#### Supplied information

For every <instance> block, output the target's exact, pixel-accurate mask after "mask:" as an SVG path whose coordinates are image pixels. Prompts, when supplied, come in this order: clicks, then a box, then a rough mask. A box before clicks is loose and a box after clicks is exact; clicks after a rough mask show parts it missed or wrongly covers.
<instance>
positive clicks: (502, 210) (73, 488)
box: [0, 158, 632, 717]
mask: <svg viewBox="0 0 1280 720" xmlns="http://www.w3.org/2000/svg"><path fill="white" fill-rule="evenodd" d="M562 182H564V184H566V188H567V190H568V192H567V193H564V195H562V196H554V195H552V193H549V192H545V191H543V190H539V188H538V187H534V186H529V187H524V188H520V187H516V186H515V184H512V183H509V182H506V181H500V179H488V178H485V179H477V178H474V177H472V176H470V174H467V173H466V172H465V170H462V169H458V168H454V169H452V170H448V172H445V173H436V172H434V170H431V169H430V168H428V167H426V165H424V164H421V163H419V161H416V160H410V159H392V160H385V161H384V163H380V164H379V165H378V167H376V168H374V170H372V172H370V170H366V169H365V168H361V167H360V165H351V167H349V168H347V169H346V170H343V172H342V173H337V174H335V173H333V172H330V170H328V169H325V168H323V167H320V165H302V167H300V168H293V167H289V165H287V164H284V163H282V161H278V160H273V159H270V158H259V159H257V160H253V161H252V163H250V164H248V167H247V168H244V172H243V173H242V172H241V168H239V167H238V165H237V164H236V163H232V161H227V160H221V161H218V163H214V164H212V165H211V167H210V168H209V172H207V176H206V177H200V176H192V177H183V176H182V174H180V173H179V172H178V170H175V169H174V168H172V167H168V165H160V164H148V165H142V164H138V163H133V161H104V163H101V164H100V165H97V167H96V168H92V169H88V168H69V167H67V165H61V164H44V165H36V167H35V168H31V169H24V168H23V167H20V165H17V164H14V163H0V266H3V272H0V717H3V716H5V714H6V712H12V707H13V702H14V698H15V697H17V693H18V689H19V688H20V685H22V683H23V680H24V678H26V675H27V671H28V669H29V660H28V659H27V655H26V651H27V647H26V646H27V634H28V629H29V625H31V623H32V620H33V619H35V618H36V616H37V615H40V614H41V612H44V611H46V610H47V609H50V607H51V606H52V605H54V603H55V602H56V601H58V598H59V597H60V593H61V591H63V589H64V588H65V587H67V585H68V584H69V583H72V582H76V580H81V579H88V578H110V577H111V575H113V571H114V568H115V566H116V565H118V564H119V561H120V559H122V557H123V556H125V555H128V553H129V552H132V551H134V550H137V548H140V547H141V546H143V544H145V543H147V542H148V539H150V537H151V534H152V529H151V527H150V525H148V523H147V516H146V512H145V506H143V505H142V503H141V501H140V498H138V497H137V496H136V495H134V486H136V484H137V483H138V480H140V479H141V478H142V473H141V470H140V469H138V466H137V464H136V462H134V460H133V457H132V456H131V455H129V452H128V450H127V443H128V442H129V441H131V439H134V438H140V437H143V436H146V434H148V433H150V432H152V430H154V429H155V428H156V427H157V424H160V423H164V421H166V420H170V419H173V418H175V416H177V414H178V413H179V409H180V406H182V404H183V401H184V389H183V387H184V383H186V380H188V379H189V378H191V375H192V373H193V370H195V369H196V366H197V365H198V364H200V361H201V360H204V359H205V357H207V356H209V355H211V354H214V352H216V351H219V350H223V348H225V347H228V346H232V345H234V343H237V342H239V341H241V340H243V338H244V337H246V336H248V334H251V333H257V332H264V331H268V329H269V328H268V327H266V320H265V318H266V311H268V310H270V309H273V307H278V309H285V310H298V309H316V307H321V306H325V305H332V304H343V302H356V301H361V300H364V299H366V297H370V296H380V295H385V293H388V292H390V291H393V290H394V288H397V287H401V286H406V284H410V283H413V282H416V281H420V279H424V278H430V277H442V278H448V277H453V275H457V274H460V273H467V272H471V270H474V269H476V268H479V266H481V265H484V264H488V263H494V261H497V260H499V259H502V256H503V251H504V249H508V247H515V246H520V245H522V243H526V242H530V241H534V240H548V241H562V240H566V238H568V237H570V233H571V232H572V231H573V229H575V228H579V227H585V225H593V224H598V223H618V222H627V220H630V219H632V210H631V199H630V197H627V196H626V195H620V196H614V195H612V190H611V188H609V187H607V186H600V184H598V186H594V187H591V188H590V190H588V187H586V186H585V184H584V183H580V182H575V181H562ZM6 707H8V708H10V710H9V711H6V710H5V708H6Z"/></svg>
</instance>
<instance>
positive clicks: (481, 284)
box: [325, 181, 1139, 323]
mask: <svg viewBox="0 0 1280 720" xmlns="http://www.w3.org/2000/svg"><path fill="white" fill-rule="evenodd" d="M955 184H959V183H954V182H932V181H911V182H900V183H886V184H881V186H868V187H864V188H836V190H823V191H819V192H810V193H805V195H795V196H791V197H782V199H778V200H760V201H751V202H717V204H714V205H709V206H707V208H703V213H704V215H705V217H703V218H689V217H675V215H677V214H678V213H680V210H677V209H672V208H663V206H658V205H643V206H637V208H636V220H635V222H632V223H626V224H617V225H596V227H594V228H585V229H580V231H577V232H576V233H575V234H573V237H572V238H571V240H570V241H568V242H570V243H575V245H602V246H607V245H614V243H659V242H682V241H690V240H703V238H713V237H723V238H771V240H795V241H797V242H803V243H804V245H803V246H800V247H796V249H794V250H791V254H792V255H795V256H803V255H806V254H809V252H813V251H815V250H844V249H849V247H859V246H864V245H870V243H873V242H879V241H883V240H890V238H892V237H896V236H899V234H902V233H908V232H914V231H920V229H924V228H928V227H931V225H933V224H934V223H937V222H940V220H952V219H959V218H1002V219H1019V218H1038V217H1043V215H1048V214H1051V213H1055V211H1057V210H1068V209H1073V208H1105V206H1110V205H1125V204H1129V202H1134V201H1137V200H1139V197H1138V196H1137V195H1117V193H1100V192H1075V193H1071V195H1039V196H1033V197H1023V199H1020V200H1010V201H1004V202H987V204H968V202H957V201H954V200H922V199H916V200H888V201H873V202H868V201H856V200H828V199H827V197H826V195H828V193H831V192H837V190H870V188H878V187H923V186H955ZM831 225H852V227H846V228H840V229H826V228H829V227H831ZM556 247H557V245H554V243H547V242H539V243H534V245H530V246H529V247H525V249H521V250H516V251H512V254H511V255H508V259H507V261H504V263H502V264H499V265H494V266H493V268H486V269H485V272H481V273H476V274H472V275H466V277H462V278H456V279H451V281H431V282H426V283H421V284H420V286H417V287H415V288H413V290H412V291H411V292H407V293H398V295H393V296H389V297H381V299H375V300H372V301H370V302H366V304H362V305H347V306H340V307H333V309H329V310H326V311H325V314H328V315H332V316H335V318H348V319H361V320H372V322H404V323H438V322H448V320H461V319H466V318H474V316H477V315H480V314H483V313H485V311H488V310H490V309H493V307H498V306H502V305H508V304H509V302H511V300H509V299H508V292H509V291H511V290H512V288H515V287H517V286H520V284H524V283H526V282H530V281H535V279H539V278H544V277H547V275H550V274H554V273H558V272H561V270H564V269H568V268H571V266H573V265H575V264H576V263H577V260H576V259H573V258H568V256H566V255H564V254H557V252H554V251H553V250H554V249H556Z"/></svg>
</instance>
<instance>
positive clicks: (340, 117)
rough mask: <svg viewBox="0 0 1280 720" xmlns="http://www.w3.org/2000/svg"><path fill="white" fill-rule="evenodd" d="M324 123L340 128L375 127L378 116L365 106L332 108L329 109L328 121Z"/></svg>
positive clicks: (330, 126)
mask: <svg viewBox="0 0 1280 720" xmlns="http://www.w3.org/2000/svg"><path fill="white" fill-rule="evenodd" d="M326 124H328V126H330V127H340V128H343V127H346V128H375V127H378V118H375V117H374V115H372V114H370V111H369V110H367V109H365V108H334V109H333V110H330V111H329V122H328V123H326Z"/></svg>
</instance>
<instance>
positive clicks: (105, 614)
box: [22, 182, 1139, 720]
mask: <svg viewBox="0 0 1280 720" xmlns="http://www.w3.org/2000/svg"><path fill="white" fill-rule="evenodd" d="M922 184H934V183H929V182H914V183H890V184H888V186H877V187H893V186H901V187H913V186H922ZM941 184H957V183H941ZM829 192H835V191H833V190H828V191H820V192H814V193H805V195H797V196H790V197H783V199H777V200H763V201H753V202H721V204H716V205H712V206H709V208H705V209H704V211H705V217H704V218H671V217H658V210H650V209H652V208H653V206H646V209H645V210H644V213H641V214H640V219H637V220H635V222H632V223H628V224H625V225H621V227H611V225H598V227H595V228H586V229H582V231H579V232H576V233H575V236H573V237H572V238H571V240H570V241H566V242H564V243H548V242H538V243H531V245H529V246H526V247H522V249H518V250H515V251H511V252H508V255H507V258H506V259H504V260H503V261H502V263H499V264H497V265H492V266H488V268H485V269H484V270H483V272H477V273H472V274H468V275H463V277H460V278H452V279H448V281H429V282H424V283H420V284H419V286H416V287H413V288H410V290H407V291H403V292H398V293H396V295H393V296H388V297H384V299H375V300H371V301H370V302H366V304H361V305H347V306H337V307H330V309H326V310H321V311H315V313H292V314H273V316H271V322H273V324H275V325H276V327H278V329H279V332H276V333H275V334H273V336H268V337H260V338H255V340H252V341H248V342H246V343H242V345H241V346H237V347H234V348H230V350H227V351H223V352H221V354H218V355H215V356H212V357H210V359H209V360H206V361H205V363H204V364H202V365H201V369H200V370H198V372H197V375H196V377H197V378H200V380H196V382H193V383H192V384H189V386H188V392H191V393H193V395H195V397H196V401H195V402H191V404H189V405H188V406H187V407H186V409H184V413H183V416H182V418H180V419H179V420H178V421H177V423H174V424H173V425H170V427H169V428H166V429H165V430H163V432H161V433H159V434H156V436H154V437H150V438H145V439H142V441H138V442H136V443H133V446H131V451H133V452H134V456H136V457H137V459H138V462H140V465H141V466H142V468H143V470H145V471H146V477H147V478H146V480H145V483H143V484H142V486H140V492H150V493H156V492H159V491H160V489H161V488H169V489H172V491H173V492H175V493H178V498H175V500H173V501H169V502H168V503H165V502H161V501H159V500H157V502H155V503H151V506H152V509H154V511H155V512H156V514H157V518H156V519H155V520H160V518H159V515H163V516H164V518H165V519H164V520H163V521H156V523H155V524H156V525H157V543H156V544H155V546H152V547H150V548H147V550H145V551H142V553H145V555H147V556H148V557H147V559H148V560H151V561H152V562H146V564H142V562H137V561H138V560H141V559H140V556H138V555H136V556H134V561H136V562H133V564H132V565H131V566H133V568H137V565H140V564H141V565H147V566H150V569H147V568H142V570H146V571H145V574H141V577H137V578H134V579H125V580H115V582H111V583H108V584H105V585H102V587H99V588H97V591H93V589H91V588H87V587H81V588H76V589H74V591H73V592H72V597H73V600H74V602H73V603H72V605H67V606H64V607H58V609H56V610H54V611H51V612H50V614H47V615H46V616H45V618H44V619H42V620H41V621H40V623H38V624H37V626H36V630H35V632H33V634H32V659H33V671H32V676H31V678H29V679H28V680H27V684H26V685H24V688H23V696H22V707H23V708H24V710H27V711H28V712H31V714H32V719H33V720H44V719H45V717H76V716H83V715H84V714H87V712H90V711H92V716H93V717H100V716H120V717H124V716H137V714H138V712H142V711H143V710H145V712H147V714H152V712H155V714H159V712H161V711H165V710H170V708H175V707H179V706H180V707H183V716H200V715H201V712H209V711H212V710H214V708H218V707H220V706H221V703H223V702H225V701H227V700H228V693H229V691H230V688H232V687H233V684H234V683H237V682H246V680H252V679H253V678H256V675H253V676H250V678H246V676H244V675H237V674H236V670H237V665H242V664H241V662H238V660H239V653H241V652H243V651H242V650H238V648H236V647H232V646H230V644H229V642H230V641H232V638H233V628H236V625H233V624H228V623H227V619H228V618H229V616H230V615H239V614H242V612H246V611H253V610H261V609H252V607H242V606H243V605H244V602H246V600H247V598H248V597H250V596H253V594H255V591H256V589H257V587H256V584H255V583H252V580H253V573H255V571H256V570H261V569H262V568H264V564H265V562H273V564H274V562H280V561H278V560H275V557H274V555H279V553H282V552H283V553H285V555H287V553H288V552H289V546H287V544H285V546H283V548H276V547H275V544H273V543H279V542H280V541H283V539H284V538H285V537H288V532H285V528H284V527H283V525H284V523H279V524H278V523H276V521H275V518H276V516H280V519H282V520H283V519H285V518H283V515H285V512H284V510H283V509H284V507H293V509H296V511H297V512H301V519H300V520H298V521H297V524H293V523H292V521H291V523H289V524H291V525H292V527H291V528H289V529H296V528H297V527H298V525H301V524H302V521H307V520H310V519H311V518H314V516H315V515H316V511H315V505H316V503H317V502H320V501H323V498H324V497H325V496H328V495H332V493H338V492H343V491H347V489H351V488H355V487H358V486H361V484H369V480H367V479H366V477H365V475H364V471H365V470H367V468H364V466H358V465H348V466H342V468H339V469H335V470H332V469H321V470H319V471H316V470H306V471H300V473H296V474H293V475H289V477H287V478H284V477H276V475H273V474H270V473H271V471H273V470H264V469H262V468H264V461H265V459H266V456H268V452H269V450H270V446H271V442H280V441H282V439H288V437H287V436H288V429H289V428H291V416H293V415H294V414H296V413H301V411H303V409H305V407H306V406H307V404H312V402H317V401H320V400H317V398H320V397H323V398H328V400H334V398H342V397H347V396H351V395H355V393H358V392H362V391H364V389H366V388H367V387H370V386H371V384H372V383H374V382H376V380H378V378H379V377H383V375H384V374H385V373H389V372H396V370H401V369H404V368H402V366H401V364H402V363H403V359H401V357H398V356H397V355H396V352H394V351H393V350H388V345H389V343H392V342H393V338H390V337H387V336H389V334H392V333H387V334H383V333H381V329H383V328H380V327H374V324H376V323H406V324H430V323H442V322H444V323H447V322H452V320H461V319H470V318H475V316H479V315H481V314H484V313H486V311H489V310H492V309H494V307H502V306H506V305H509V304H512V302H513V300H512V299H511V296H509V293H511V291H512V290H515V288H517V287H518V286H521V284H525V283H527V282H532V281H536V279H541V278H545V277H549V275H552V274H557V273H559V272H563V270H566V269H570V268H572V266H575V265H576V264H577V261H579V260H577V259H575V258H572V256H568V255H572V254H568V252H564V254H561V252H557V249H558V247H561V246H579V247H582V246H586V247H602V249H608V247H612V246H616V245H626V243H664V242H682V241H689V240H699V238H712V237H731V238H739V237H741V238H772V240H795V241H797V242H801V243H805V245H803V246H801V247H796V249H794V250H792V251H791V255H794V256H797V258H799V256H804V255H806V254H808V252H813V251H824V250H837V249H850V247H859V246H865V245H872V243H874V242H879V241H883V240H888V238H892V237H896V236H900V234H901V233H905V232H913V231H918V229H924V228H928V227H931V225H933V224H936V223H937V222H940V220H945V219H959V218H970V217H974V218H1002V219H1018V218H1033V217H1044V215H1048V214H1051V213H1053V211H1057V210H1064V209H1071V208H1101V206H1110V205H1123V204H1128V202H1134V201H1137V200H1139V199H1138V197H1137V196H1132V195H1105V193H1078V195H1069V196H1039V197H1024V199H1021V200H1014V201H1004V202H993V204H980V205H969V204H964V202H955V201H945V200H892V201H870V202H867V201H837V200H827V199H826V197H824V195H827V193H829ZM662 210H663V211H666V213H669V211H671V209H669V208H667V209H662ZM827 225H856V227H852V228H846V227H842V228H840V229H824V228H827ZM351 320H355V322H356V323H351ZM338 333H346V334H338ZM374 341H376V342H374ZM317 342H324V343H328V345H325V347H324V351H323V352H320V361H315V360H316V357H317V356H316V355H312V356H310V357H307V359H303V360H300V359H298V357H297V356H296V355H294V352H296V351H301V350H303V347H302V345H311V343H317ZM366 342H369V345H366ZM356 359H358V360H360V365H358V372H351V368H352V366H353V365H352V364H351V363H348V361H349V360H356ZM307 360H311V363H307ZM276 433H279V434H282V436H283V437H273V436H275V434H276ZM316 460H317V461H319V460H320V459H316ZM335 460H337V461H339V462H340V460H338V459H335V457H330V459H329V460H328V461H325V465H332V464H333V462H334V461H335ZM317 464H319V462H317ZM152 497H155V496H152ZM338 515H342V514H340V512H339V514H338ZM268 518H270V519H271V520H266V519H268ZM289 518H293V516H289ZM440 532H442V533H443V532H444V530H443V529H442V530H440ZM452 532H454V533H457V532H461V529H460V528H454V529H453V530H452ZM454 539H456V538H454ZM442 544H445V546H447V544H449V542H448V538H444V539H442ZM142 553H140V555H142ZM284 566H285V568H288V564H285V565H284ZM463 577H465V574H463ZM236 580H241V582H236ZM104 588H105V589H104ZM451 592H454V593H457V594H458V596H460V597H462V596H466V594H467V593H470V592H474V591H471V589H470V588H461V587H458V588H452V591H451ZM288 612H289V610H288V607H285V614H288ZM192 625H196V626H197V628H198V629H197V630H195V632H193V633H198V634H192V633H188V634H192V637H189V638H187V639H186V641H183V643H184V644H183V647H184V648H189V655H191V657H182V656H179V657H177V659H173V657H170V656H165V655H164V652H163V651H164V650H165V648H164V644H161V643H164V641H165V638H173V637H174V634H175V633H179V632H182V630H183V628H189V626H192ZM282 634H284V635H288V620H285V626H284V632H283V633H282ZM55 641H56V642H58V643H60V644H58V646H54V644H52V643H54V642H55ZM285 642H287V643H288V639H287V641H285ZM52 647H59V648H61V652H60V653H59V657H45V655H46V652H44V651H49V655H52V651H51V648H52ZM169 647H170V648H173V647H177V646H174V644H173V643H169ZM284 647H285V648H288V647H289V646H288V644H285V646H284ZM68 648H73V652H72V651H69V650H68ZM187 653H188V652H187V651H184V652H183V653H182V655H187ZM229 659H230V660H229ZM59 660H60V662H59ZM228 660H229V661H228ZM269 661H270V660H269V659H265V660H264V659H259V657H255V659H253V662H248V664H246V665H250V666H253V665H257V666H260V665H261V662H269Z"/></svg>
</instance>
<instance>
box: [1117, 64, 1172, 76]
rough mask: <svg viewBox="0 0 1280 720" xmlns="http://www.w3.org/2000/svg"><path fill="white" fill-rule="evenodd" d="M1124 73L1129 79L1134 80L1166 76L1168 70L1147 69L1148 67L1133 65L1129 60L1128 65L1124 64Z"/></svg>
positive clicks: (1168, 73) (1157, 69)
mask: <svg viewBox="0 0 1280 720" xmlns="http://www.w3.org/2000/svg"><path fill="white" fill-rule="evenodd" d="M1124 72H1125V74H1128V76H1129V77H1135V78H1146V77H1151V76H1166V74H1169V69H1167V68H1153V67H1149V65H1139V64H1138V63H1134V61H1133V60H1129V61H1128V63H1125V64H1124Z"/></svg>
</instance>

#### What needs to be done
Everything from the first line of the records through the line containing "positive clicks: (502, 210) (73, 488)" is to be set down exactly, while later lines are left out.

#### Answer for the task
For every <instance> block, output the target's exact, pixel-accurate mask after "mask:" as an SVG path whose coordinates are image pixels. Prompts, when supplied, come in this order: clicks, then a box, then a rough mask. A box before clicks is loose and a box after clicks is exact; clicks after a rough mask show parts it missed or wrongly covers.
<instance>
positive clicks: (502, 210) (73, 488)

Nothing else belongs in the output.